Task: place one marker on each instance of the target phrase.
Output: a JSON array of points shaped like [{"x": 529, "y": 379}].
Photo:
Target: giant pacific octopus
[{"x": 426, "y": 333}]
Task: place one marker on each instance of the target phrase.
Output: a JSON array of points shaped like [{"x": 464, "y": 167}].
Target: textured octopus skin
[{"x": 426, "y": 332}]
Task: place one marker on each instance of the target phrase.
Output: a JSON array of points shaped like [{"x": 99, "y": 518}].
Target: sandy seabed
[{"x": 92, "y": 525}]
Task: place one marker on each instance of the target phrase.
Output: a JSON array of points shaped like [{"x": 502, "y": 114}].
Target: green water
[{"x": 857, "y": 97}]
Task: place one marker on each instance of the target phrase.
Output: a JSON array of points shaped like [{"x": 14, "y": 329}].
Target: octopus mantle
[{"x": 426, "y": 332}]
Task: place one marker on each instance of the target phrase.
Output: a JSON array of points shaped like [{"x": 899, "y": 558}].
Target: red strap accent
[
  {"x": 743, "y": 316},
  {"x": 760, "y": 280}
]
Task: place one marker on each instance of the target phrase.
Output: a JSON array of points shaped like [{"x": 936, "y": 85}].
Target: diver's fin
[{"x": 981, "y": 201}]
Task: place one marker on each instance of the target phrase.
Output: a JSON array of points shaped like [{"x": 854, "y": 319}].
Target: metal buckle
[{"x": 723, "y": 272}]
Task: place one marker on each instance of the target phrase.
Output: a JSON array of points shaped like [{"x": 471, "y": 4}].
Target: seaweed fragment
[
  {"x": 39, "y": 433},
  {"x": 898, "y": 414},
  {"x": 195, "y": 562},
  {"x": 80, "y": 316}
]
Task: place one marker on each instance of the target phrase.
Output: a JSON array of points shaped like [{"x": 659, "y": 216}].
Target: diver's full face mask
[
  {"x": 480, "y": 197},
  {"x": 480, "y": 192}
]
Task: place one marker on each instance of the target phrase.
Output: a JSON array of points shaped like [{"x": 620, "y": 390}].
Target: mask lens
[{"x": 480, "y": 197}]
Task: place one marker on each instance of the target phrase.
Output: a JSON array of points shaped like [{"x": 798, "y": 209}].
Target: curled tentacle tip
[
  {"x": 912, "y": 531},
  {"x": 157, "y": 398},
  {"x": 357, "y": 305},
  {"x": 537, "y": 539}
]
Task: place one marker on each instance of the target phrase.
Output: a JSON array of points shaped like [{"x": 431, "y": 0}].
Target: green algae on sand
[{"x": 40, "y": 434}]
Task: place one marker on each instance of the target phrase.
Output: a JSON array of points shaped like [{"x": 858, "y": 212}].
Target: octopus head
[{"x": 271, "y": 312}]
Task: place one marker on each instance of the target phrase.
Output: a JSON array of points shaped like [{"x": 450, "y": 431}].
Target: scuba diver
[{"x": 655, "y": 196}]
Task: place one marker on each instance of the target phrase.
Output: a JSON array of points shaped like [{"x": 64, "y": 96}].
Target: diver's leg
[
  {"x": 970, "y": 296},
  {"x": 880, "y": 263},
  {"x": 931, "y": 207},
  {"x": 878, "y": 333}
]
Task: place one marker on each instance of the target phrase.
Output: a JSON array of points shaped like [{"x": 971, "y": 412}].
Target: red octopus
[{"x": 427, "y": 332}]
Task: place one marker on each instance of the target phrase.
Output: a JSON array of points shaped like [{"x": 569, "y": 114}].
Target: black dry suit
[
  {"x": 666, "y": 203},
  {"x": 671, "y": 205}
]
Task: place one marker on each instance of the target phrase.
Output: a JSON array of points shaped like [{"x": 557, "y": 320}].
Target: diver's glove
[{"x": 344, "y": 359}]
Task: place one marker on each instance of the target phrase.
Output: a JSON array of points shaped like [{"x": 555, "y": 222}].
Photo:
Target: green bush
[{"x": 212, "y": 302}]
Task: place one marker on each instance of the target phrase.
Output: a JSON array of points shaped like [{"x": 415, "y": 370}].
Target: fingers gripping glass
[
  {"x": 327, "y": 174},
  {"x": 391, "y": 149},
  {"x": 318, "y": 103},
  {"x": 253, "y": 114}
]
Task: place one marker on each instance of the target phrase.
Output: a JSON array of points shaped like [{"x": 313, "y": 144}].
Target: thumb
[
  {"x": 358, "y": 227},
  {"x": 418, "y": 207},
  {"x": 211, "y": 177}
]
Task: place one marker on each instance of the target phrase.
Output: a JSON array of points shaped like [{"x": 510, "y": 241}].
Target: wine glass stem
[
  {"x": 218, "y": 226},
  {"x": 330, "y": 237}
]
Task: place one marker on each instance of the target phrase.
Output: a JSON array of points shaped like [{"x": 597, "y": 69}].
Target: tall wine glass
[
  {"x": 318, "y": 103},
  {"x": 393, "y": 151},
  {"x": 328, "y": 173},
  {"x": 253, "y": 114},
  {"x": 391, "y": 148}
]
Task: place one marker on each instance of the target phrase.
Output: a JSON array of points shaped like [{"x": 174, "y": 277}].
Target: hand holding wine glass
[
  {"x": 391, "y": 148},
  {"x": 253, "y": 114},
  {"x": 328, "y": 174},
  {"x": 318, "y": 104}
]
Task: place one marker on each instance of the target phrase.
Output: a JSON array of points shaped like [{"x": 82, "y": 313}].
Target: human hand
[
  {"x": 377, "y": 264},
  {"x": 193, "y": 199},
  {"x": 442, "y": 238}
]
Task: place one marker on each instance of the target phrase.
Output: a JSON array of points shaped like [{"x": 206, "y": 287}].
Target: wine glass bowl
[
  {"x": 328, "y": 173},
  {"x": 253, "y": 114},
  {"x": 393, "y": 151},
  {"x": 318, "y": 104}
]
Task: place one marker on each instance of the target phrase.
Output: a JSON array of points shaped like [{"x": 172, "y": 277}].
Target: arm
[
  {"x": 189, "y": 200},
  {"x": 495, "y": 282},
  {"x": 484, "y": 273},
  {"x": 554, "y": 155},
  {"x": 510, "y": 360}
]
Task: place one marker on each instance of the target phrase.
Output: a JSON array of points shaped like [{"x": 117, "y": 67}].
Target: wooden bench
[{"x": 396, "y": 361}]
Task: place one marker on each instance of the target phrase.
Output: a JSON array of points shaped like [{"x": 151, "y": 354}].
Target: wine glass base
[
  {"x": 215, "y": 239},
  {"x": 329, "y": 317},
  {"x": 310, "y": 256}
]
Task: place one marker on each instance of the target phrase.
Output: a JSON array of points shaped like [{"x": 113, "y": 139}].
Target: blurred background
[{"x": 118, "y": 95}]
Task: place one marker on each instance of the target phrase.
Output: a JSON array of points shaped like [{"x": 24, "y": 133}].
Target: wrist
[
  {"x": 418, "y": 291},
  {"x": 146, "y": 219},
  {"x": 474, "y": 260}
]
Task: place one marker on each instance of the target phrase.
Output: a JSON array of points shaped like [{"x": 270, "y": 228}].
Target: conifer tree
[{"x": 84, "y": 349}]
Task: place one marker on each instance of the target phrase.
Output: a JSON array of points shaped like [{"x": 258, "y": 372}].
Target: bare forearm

|---|

Your instructions: Show the data once more, exactly as it was written.

Full solution:
Task: place one marker on each instance of the target phrase.
Output: a JSON array of points shaped like [{"x": 529, "y": 379}].
Photo:
Target: giant pacific octopus
[{"x": 426, "y": 333}]
Task: place one marker on each instance of the target phrase.
Output: a JSON array of points shaped like [{"x": 464, "y": 167}].
Target: textured octopus skin
[{"x": 426, "y": 332}]
Task: place one marker on each instance of the target phrase.
Output: a JSON array of points shaped like [{"x": 99, "y": 518}].
Target: sandy seabed
[{"x": 92, "y": 525}]
Task: place one marker on each instance of the target phrase.
Output: a JSON array of points shaped like [{"x": 502, "y": 114}].
Target: green water
[{"x": 857, "y": 97}]
Task: place one marker on each instance of the target phrase.
Output: a JSON array of points shaped like [{"x": 14, "y": 329}].
Target: octopus mantle
[{"x": 426, "y": 332}]
Task: place one marker on each instance of the target phrase.
Output: a JSON array of points shaped like [{"x": 899, "y": 558}].
Target: red strap accent
[
  {"x": 743, "y": 316},
  {"x": 760, "y": 280}
]
Task: place one marker on each instance of the target phrase.
Output: a JSON array of points shaped like [{"x": 936, "y": 85}].
Target: diver's fin
[{"x": 981, "y": 201}]
Task: place one marker on each instance of the target phrase.
Output: a JSON array of points shaped like [{"x": 854, "y": 319}].
Target: metal buckle
[{"x": 723, "y": 272}]
Task: place one marker on each instance of the target phrase.
Output: a JSON array of points shaped like [{"x": 471, "y": 4}].
Target: seaweed fragment
[
  {"x": 39, "y": 433},
  {"x": 898, "y": 414},
  {"x": 195, "y": 562},
  {"x": 80, "y": 316}
]
Task: place one marker on each instance of the target phrase.
Output: a JSON array of points shaped like [{"x": 659, "y": 216}].
Target: diver's full face mask
[
  {"x": 480, "y": 197},
  {"x": 480, "y": 192}
]
Task: place one marker on each instance of the target phrase.
Output: a JSON array of points shaped like [{"x": 620, "y": 390}].
Target: mask lens
[{"x": 480, "y": 197}]
Task: place one marker on each instance of the target phrase.
Output: a JSON array of points shaped like [{"x": 798, "y": 209}].
Target: curled tentacle tip
[
  {"x": 912, "y": 531},
  {"x": 157, "y": 398},
  {"x": 357, "y": 305},
  {"x": 537, "y": 539}
]
Task: place one marker on each instance of the target phrase.
Output: a JSON array of points shaped like [{"x": 431, "y": 0}].
Target: green algae on sand
[{"x": 40, "y": 434}]
Task: place one marker on each instance of the target phrase.
Output: a JSON array of points shaped like [{"x": 858, "y": 212}].
Target: octopus head
[{"x": 271, "y": 312}]
Task: place one marker on each instance of the target phrase.
Output: a JSON array of points shaped like [{"x": 450, "y": 431}].
Target: scuba diver
[{"x": 655, "y": 196}]
Task: place one marker on each instance of the target phrase.
Output: a JSON array of points shaped like [{"x": 64, "y": 96}].
Target: diver's leg
[
  {"x": 970, "y": 296},
  {"x": 880, "y": 263},
  {"x": 931, "y": 207},
  {"x": 878, "y": 333}
]
Task: place one marker on each instance of the target phrase.
Output: a JSON array of points shaped like [{"x": 971, "y": 412}].
Target: red octopus
[{"x": 427, "y": 332}]
Task: place one marker on each instance of the target phrase.
Output: a JSON array of points shaped like [{"x": 569, "y": 114}].
Target: black dry suit
[
  {"x": 666, "y": 203},
  {"x": 671, "y": 205}
]
Task: place one marker on each instance of the target phrase.
Output: a JSON array of points shaped like [{"x": 557, "y": 320}].
Target: diver's glove
[{"x": 344, "y": 359}]
Task: place one marker on each instance of the target phrase.
Output: a JSON array of points shaped like [{"x": 555, "y": 222}].
Photo:
Target: green bush
[{"x": 212, "y": 302}]
Task: place one marker on each instance of the target phrase.
Output: a JSON array of points shaped like [{"x": 415, "y": 370}].
Target: fingers gripping glass
[
  {"x": 327, "y": 174},
  {"x": 391, "y": 149},
  {"x": 318, "y": 103},
  {"x": 253, "y": 114}
]
Task: place one marker on each instance of the target phrase.
Output: a JSON array of points shaped like [{"x": 313, "y": 144}].
Target: thumb
[
  {"x": 358, "y": 227},
  {"x": 418, "y": 207},
  {"x": 211, "y": 177}
]
Task: place one marker on each instance of the target phrase.
Output: a JSON array of points shaped like [{"x": 510, "y": 241}].
Target: wine glass stem
[
  {"x": 218, "y": 226},
  {"x": 330, "y": 237}
]
Task: place one marker on each instance of the target phrase.
Output: a JSON array of points shaped like [{"x": 597, "y": 69}].
Target: tall wine glass
[
  {"x": 318, "y": 103},
  {"x": 393, "y": 151},
  {"x": 328, "y": 173},
  {"x": 253, "y": 114},
  {"x": 391, "y": 148}
]
Task: place one marker on each instance of the target phrase.
Output: a JSON array of points shaped like [{"x": 174, "y": 277}].
Target: hand holding wine glass
[
  {"x": 391, "y": 148},
  {"x": 253, "y": 114},
  {"x": 328, "y": 174},
  {"x": 318, "y": 104}
]
Task: place one marker on each instance of the target phrase.
Output: a JSON array of points shaped like [{"x": 82, "y": 313}].
Target: human hand
[
  {"x": 377, "y": 264},
  {"x": 193, "y": 199},
  {"x": 442, "y": 238}
]
Task: place one marker on each instance of the target phrase.
Output: a JSON array of points shaped like [{"x": 206, "y": 287}].
Target: wine glass bowl
[
  {"x": 328, "y": 173},
  {"x": 253, "y": 114},
  {"x": 393, "y": 151},
  {"x": 318, "y": 104}
]
Task: place one marker on each instance of the target phrase.
Output: a JSON array of points shaped like [{"x": 172, "y": 277}].
Target: arm
[
  {"x": 189, "y": 200},
  {"x": 495, "y": 282},
  {"x": 484, "y": 273},
  {"x": 554, "y": 155},
  {"x": 510, "y": 360}
]
Task: place one marker on each instance of the target phrase.
Output: a JSON array of points shaped like [{"x": 117, "y": 67}].
Target: wooden bench
[{"x": 396, "y": 361}]
Task: place one marker on each instance of the target phrase.
Output: a JSON array of points shaped like [{"x": 151, "y": 354}].
Target: wine glass base
[
  {"x": 215, "y": 239},
  {"x": 329, "y": 317},
  {"x": 310, "y": 256}
]
Task: place one marker on each instance of the target phrase.
Output: a JSON array of points shaped like [{"x": 113, "y": 139}].
Target: blurred background
[{"x": 118, "y": 95}]
Task: place one marker on each instance of the target phrase.
Output: a JSON array of points shaped like [{"x": 24, "y": 133}].
Target: wrist
[
  {"x": 418, "y": 291},
  {"x": 146, "y": 219},
  {"x": 474, "y": 260}
]
Task: place one marker on each instance of the target phrase.
Output: a JSON array of points shaped like [{"x": 270, "y": 228}].
Target: conifer tree
[{"x": 84, "y": 349}]
Task: place one marker on each instance of the target phrase.
Output: a JSON array of points shaped like [{"x": 258, "y": 372}].
Target: bare forearm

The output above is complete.